• **DOCUMENT SOURCE**
►

Janvier 2008

 

L’ESPRIT DE SOLITUDE

 

Jacqueline KELEN

 

Editions La Renaissance du Livre 2001

 

Extraits par Henri Charcosset

 

P13 Le célibat désigne un état civil. La solitude est un état d’esprit. On veut la faire passer pour une malédiction alors qu’elle est le sceau de notre nature humaine, sa chance d’accomplissement.

P14 Pour devenir soi et devenir quelque peu libre, il faut lâcher le recours permanent à l’autre, au regard de l’autre. Marcher seul. Refuser l’aide autant que l’apitoiement et la flatterie. La voie solitaire n’engage pas nécessairement à un combat héroïque, elle invite d’abord à la rencontre de soi-même, à la découverte de cet être qui n’est pas seulement un produit de la société, de la famille, de l’histoire ou de la génétique.

P21 Tout être humain a ressenti plus d’une fois dans son existence qu’en dépit des circonstances extérieures il est seul au monde… Le sentiment poignant d’être, quoiqu’il arrive, toujours seul avec soi-même n’a rien à voir avec un problème psychologique : c’est un sentiment métaphysique.

P23 Vouloir étouffer ou soigner le sentiment de solitude c’est empêcher un être humain de prendre conscience, de grandir, de faire quelque chose de sa vie.

P26 La solitude représente l’épreuve majeure de l’existence humaine. Autrement dit : l’épreuve grâce à laquelle un exemplaire de l’espèce humaine va se constituer sujet, grâce à laquelle un être immature va devenir majeur.

P37 Le « je » affirme sa différence… Là où le « moi » revendique et réclame des droits, le « je » se reconnait des devoirs… On comprend qu’une société matérialiste, coupée du sacré, uniquement préoccupée de possessions et de pouvoir, ne prenne en compte chez l’être humain que l’ « égo » et le « moi » et les flatte exclusivement, et qu’elle empêche, surveille ou limite toute émergence du « je » qui conduirait à la grande, à la seule liberté.

P38 Celui qui a maitrisé ou dissous son « égo » se retrouve dés lors séparé de bon nombre d ses contemporains. Cette distance qui s’est instaurée entre la foule et lui est invisible mais irréversible, elle se nomme conscience et elle surgit en certains instants de manière inattendue.

◄

Poursuivez les extraits sur l'esprit de solitude à partir du dernier passage cité.

• **DONNÉES FOURNIES**
►

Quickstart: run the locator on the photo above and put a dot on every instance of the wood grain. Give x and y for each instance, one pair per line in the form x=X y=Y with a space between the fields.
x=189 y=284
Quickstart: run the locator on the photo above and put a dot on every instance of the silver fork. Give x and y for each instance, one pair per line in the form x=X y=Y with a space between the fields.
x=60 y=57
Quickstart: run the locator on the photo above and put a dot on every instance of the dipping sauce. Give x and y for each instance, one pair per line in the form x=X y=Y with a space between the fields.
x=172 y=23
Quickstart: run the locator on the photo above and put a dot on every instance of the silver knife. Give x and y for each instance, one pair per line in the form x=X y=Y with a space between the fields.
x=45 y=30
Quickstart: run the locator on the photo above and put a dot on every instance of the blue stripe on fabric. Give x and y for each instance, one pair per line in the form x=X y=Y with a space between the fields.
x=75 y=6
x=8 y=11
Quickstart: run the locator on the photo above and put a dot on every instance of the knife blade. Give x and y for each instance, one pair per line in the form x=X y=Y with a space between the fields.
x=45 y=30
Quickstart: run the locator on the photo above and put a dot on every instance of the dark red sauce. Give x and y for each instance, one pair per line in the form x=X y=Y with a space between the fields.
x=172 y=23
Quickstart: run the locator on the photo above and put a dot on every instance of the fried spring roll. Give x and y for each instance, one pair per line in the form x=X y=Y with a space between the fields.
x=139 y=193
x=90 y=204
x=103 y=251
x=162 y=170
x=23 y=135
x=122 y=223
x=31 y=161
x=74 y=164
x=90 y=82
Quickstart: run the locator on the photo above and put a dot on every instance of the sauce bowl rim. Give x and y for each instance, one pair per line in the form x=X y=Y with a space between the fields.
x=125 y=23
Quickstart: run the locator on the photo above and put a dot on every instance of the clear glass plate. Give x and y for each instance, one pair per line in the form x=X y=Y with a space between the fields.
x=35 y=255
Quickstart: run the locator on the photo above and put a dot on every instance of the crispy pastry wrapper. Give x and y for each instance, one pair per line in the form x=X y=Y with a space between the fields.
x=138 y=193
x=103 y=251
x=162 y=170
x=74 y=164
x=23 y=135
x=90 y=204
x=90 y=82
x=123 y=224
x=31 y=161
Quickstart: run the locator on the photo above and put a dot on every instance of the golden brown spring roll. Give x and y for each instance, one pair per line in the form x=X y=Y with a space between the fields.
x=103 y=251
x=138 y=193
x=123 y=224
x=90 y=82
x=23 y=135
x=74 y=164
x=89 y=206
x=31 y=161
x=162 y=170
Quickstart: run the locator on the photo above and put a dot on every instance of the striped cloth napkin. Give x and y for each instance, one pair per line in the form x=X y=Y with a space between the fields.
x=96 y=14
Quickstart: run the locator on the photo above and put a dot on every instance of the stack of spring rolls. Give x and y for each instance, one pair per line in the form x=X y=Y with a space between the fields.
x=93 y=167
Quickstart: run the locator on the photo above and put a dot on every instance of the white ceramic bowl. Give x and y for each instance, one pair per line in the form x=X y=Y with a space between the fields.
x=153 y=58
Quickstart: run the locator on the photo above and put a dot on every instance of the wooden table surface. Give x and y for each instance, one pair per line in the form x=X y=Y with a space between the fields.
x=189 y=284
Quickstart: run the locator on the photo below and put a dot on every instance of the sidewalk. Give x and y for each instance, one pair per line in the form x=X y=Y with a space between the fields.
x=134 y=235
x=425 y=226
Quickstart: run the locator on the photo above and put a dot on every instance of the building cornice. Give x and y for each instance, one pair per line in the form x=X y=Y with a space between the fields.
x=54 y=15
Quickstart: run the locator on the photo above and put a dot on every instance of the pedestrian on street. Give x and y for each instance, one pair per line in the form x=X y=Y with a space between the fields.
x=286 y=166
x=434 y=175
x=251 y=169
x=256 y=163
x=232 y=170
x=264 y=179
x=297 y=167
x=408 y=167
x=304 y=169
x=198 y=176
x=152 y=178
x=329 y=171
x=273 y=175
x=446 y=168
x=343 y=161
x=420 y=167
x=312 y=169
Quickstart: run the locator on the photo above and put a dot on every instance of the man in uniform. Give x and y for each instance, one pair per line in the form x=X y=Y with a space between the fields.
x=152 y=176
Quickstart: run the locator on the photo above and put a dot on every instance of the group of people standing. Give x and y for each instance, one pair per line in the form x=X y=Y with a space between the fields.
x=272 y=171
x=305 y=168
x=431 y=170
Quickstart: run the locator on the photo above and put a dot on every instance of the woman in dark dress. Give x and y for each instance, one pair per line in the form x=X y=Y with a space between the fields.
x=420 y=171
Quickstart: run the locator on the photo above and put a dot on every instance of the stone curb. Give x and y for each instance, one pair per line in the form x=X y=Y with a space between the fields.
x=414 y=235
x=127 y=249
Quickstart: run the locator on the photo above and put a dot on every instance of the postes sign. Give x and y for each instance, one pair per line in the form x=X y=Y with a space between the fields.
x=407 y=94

◄
►

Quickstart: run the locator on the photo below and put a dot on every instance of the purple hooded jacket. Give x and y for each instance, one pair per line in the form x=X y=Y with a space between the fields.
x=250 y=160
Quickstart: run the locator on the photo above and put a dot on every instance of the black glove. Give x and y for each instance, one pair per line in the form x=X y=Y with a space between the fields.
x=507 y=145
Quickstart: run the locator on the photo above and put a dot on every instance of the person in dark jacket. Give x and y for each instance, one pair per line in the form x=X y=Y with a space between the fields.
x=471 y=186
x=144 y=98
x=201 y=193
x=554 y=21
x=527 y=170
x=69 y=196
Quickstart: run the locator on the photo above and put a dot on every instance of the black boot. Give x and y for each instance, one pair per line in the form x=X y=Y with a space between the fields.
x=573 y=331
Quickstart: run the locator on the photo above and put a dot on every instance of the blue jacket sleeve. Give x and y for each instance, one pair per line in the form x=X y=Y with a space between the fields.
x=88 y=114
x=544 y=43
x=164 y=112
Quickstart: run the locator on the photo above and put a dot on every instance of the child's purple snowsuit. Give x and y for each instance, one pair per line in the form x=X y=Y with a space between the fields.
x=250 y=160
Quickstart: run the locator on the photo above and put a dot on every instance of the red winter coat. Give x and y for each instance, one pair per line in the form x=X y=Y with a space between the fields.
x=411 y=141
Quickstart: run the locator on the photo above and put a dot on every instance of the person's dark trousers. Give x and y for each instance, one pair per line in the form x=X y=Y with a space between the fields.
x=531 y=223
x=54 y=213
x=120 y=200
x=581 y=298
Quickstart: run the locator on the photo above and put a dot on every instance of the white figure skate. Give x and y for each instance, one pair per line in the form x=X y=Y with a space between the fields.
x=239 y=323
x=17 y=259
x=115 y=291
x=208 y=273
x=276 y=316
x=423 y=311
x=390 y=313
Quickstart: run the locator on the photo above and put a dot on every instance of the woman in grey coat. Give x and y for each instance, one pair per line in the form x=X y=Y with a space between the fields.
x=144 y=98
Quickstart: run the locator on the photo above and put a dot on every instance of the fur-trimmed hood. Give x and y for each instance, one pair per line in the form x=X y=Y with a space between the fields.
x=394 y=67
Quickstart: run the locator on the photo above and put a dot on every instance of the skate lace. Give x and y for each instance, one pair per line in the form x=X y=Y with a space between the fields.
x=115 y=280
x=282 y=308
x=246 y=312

◄

• **RÉSULTAT FINAL**
P42 Dans le monde contemporain qui ne s’occupe que de masses et de générations, à moins d’être un solitaire forcené ou un ermite au fond d’une grotte perdue, l’être humain ne vit jamais avec soi. Tout est programmé pour égayer ou briser ses rares moments de silence et de  solitude.
P43 On va donc s’employer, par des associations, par des salons de célibataires et des clubs de 3ème âge, à relier les gens entre eux (mais non pas chacun avec soi-même) et à leur faire oublier leur solitude en même temps que leurs propres désirs et leur destin particulier.
P44 La solitude s’avère le contraire de l’égocentrisme, du repliement sur soi et de la revendication pour sa personne. Le véritable solitaire se passe de témoins, de courtisans et de disciples.

P49 Ironie ou provocation que de chanter aujourd’hui les vertus de la solitude ou de vivre en solitaire… Tous ne parlent que d’intégration et de réinsertion.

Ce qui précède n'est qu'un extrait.